=== What is expected ===
Copy out each line of the material in which the word "positive" can be found.

•••

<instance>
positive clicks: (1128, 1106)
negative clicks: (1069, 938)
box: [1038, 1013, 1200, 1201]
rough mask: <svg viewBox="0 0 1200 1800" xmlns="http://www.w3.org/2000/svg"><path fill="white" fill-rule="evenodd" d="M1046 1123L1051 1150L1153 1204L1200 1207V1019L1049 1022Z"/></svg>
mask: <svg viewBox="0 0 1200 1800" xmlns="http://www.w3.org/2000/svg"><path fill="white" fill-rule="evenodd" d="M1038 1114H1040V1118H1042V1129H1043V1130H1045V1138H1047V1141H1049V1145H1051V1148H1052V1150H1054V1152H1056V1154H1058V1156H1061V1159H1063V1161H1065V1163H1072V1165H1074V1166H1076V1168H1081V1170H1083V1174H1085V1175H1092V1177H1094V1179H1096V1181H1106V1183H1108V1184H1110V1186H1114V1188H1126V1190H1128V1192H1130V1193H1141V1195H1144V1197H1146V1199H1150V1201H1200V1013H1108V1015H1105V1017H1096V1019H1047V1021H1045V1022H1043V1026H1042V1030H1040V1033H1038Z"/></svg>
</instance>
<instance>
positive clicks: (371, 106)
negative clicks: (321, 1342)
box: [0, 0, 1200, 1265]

•••

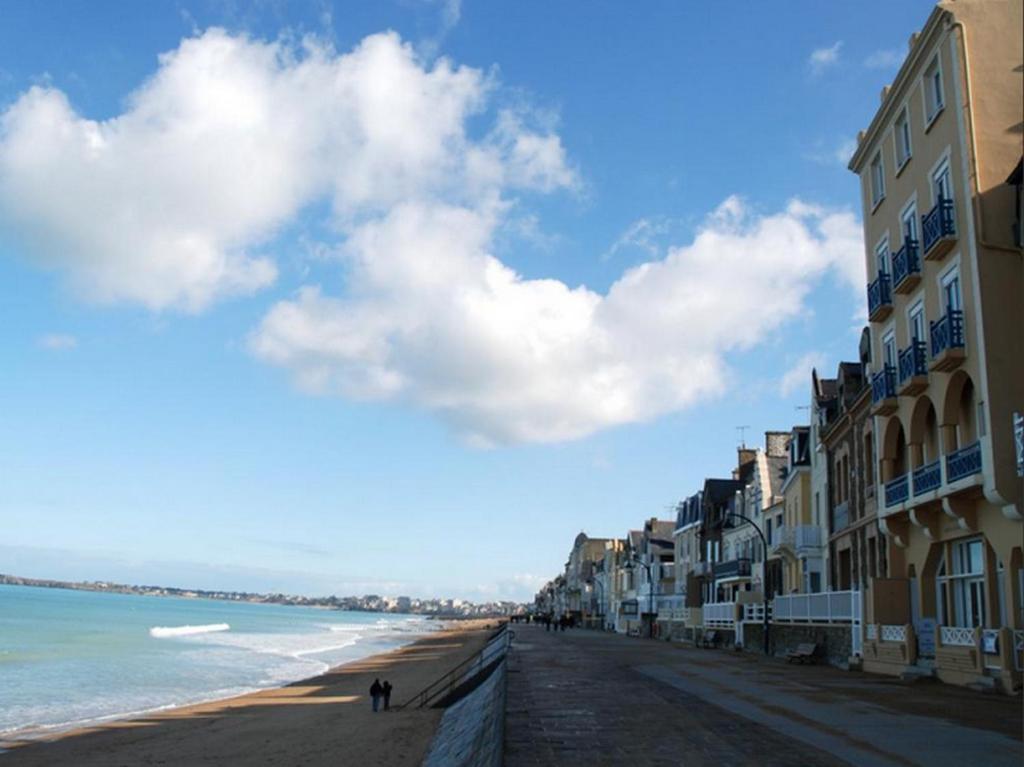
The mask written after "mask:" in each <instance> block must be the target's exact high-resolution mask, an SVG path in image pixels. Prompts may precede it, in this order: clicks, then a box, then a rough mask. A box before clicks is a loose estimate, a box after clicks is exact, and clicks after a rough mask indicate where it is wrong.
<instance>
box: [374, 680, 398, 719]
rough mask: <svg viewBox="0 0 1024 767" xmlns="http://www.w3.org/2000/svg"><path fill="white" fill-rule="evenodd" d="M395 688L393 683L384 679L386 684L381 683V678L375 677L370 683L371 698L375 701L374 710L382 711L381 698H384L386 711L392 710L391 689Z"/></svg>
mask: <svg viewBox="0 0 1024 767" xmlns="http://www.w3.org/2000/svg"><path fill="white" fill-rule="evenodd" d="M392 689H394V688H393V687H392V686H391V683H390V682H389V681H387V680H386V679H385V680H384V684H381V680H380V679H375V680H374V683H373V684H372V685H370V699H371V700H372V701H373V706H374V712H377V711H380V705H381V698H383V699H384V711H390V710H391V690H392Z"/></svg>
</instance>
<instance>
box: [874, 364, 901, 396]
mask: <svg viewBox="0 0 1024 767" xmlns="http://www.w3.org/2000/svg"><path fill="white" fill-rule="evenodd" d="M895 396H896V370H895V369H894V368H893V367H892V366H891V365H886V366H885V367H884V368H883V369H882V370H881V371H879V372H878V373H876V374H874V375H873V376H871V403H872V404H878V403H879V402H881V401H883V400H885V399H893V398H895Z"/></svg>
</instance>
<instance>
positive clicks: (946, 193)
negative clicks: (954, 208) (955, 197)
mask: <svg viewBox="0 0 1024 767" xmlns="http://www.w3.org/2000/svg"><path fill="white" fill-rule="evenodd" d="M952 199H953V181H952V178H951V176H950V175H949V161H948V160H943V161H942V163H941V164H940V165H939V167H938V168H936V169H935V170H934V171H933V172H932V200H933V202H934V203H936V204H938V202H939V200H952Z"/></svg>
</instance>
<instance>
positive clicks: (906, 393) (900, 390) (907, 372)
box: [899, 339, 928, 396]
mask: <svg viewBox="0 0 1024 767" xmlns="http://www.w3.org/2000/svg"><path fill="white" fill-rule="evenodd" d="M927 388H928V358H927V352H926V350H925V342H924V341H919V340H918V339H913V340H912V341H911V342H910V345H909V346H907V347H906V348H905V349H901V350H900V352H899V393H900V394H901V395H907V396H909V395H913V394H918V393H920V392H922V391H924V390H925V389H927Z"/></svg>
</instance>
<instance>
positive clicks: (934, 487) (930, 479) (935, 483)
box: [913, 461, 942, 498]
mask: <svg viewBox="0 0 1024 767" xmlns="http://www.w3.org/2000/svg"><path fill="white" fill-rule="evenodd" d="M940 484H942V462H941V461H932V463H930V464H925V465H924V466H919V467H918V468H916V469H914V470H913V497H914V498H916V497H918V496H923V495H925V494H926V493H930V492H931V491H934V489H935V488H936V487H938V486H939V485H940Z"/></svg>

•••

=== Exercise response ===
positive clicks: (1128, 1106)
positive clicks: (371, 106)
positive clicks: (946, 193)
positive clicks: (906, 393) (900, 390) (907, 372)
positive clicks: (934, 487) (930, 479) (935, 483)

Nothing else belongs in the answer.